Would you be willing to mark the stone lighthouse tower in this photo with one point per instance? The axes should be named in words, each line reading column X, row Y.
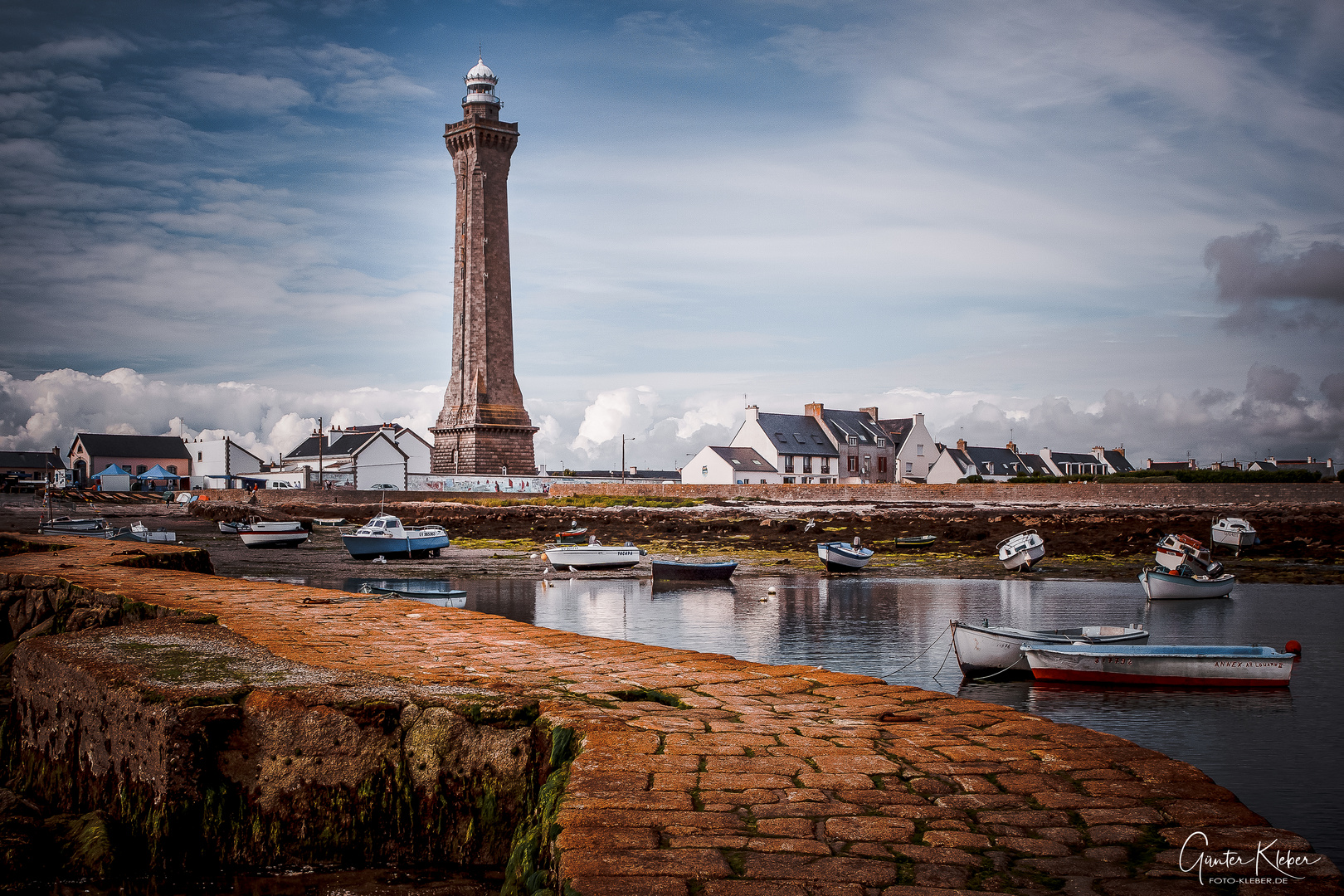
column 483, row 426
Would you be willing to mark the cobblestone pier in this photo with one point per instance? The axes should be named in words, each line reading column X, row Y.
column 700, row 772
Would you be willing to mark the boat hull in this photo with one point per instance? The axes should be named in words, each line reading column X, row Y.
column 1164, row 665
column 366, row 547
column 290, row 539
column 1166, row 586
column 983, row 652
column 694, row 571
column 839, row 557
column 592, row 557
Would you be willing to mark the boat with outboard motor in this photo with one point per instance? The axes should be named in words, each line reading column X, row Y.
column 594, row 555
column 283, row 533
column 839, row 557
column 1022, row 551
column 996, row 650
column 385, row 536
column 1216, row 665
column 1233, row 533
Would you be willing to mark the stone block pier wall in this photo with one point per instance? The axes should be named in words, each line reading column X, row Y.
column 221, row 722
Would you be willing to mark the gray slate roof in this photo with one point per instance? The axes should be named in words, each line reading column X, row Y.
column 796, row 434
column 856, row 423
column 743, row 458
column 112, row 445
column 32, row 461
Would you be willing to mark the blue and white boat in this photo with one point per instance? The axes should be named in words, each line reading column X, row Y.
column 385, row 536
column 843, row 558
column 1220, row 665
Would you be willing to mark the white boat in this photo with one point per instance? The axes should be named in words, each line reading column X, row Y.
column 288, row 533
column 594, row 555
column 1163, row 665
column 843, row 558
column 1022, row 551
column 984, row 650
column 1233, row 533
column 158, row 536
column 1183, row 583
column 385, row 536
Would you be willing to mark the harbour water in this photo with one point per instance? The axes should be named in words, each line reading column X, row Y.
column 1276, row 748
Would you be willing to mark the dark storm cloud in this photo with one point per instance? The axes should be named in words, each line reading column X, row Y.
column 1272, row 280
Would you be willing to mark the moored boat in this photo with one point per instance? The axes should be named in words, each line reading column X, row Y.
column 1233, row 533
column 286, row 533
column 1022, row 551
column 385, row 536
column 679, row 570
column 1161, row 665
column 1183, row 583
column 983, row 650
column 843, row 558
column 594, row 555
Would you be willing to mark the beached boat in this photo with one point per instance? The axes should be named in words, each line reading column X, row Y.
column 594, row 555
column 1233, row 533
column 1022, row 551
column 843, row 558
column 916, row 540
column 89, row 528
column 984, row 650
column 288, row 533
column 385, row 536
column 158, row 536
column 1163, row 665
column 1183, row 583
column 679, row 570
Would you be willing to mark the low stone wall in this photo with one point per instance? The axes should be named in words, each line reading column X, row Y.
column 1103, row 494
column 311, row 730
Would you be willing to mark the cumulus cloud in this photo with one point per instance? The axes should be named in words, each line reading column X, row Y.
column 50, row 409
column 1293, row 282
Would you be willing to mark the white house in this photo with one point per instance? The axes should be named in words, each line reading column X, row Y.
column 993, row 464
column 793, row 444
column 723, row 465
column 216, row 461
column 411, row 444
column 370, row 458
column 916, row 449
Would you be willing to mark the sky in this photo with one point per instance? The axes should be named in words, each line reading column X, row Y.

— Aim of the task —
Rewrite the data above as a JSON list of strings, with one string for each line and no blank lines. Leave the pictures out.

— Final result —
[
  "Would you be willing to mark the stone lighthouse tower in this photo with one point per instance? The axes should be named in words, each line reading column X, row Y.",
  "column 483, row 426",
  "Would you be willing to mark the cobblestone pier in this photo with one point per instance? The axes should be named in words, each line reading column X, row Y.",
  "column 700, row 772",
  "Would you be willing to mark the boat hull in this photo with one point per instance? The axes should be named in words, each line reading column X, row Y.",
  "column 1164, row 665",
  "column 366, row 547",
  "column 290, row 539",
  "column 1166, row 586",
  "column 983, row 652",
  "column 694, row 571",
  "column 839, row 557",
  "column 592, row 557",
  "Would you be willing to mark the boat with outboard motor in this photo with one point per instance? The axes should be named in words, each line reading column X, row Y.",
  "column 594, row 555",
  "column 283, row 533",
  "column 839, row 557",
  "column 1022, row 551",
  "column 996, row 650",
  "column 385, row 536",
  "column 1216, row 665",
  "column 1233, row 533",
  "Would you be willing to mark the stone block pier wall in this photo with one point per instance? The axes should be named in words, each line reading column X, row Y.",
  "column 221, row 722",
  "Would you be willing to mark the gray slate roof in this photo with one point per instance? The axes should be named in words, each line reading column X, row Y.",
  "column 796, row 434",
  "column 856, row 423",
  "column 743, row 458",
  "column 112, row 445",
  "column 32, row 461",
  "Would you be willing to mark the blue and white boat in this photo with one point per instance? The axes should be named in words, each line reading column X, row Y.",
  "column 385, row 536",
  "column 843, row 558",
  "column 1220, row 665",
  "Would you be willing to mark the white boat in this photo with one point per instance? The axes should be named in words, each line reading column X, row Y.",
  "column 288, row 533",
  "column 594, row 555",
  "column 1163, row 665",
  "column 843, row 558",
  "column 1022, row 551",
  "column 984, row 650",
  "column 1233, row 533",
  "column 158, row 536",
  "column 1183, row 583",
  "column 385, row 536",
  "Would you be willing to mark the harbour water in this photo with one point per instance? The axes should be named in words, each line reading column X, row Y.",
  "column 1276, row 748",
  "Would you be willing to mark the dark storm cloud in this photo with one point per instance? The axes should be named in words, each line reading column X, row Y.",
  "column 1272, row 280",
  "Would you be willing to mark the moored boat in this photo with one point per instance? The axes should be named in words, each line reading column X, row Y.",
  "column 1233, row 533",
  "column 286, row 533",
  "column 1022, row 551",
  "column 385, row 536",
  "column 679, row 570",
  "column 1161, row 665",
  "column 1183, row 583",
  "column 983, row 650",
  "column 843, row 558",
  "column 594, row 555",
  "Would you be willing to mark the beached boat in this photo with one point per instance? The axes should be named in words, each line reading column X, row Y.",
  "column 594, row 555",
  "column 1233, row 533",
  "column 1022, row 551",
  "column 843, row 558",
  "column 916, row 540",
  "column 89, row 528",
  "column 984, row 650",
  "column 288, row 533",
  "column 385, row 536",
  "column 158, row 536",
  "column 1163, row 665",
  "column 1183, row 583",
  "column 679, row 570",
  "Would you be willing to mark the low stone wall in this photo with one point per instance? The axes should be named in words, each line reading column X, row Y.",
  "column 1103, row 494",
  "column 311, row 730",
  "Would you be willing to mark the cumulus cloud in this photo with one point per instance? The axes should be named in words, each line reading column X, row Y.",
  "column 50, row 409",
  "column 1293, row 282",
  "Would you be willing to mark the white house in this photo with one point per instance? The axes should be named in words, each line reading column X, row Y.",
  "column 993, row 464",
  "column 793, row 444",
  "column 723, row 465",
  "column 216, row 461",
  "column 411, row 444",
  "column 370, row 458",
  "column 916, row 449",
  "Would you be willing to mark the sky in this photo with one point per instance? The axes should be named in words, each line reading column X, row Y."
]